#### PROVIDED PASSAGE:
--------------------------------------------------

As it happens, yes. But I also know that combinatorial explosions [wikipedia.org] can generate numbers vastly larger than the number of things in the physical universe and the number of ways of arranging matter is described by a combinatorial explosion. Who knows how many of those combinations involve life, but it has the potential to be incredibly small. Small in a way that the size of the universe doesn't touch in bigness.

> If you are saying, "no one knows for sure. Don't say you're sure the chances are good if you can't prove they are," then that is certainly valid.

Looks like we're actually in total agreement.

Re:Straw poll:

[Dasher42]

Well, let's look at what the most common elements are in the universe. A quick Google shows:

Hydrogen, helium, oxygen, carbon, neon, iron, nitrogen, silicon, magnesium, sulfur. There's your top ten, in that order. It's interesting that carbon, versatile as it is, is so very common. Considering that hydrogen and oxygen, hence water, rank even higher, I think that life as we know it has statistically higher odds of appearing, especially in conditions where water is liquid. The physics of these compounds is the same everywhere, assuming similar environmental conditions.

Now, life on earth has been through several mass extinctions and major evolutionary possibilities got cut off short. However, we have a lot of convergent evolution - for example, the similarities of fish, ichthysaurs, and dolphins being dictated by the properties of liquid water.

--------------------------------------------------

#### INFORMATION SHOWN:
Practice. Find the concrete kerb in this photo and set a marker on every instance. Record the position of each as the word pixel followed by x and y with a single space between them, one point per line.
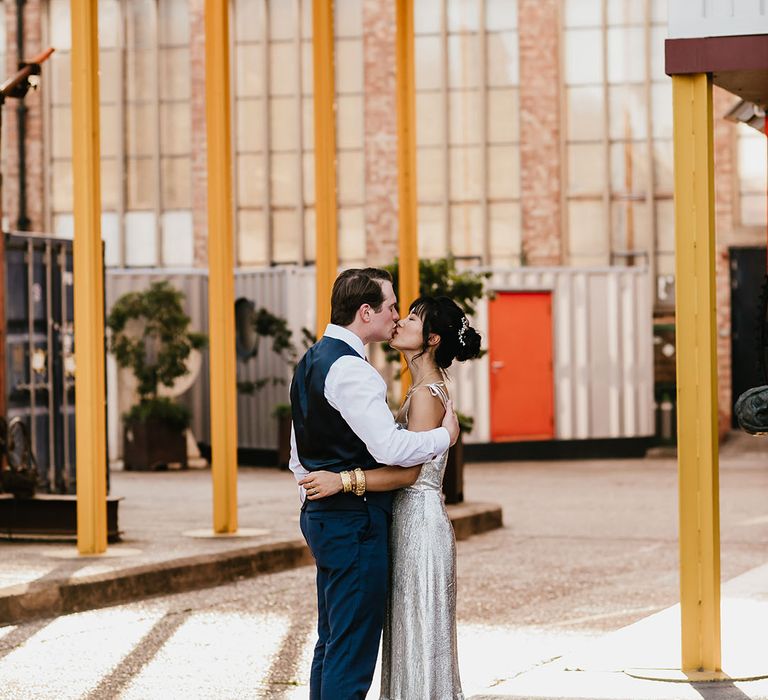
pixel 57 596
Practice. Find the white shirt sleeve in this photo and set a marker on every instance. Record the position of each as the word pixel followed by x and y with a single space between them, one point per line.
pixel 357 391
pixel 299 472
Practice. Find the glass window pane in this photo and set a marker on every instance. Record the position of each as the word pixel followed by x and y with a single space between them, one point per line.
pixel 582 13
pixel 500 14
pixel 430 119
pixel 61 132
pixel 348 17
pixel 349 66
pixel 465 173
pixel 283 124
pixel 177 181
pixel 426 16
pixel 428 61
pixel 60 33
pixel 351 177
pixel 282 69
pixel 140 130
pixel 251 241
pixel 59 82
pixel 586 168
pixel 248 78
pixel 142 184
pixel 174 74
pixel 110 87
pixel 178 238
pixel 175 128
pixel 281 20
pixel 583 56
pixel 140 76
pixel 463 61
pixel 627 111
pixel 586 234
pixel 431 174
pixel 504 231
pixel 585 113
pixel 503 172
pixel 283 179
pixel 503 59
pixel 351 236
pixel 432 243
pixel 250 180
pixel 464 113
pixel 463 16
pixel 61 184
pixel 629 167
pixel 140 233
pixel 248 20
pixel 110 184
pixel 466 230
pixel 503 116
pixel 626 55
pixel 173 21
pixel 349 116
pixel 249 125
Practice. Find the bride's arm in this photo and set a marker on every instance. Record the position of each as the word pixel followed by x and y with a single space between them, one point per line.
pixel 425 413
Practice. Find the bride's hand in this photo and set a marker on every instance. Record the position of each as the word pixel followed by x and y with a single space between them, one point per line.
pixel 321 484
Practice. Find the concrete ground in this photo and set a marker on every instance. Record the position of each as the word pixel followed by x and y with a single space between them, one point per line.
pixel 578 587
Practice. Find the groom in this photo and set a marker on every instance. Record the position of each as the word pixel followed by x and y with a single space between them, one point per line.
pixel 341 421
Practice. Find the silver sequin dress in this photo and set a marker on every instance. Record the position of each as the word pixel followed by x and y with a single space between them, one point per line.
pixel 419 654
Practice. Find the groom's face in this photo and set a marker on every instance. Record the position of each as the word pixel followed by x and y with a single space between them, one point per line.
pixel 383 323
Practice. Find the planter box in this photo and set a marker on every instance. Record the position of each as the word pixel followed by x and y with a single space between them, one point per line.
pixel 152 446
pixel 48 516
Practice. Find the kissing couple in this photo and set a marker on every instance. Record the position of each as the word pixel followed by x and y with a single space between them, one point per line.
pixel 372 509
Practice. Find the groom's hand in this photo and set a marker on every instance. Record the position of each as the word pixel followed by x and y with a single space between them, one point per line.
pixel 451 422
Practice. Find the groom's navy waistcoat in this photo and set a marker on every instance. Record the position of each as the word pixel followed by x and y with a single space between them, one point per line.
pixel 324 440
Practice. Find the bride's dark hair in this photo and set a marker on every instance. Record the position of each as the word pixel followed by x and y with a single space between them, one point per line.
pixel 444 317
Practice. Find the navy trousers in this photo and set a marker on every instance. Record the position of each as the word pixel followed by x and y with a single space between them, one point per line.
pixel 351 550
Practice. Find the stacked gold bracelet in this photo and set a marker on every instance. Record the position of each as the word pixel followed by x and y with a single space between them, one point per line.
pixel 359 482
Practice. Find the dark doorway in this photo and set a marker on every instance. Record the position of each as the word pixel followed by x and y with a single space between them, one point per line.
pixel 747 277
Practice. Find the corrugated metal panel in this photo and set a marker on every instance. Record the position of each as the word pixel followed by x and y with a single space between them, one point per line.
pixel 602 348
pixel 702 18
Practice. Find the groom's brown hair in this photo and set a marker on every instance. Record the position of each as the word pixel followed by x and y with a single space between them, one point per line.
pixel 356 287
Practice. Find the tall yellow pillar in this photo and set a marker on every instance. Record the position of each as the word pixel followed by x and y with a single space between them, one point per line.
pixel 221 264
pixel 697 373
pixel 408 249
pixel 327 257
pixel 90 412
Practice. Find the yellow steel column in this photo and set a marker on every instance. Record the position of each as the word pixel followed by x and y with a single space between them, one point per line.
pixel 90 420
pixel 221 286
pixel 327 258
pixel 408 248
pixel 697 442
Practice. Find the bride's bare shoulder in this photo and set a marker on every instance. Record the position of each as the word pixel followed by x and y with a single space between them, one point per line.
pixel 426 410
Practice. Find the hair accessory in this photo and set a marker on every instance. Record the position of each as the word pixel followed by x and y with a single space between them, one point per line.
pixel 463 330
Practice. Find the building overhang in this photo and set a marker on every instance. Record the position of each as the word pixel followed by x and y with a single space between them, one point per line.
pixel 739 64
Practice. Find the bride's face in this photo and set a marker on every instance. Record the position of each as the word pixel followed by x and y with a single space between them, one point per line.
pixel 409 334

--------------------------------------------------

#### WORK ITEM:
In the forum thread about life in the universe, which element comes right after oxygen in the list of the most common elements? The records are separate material and are not connected to the forum thread.

#### ANSWER SECTION:
Carbon.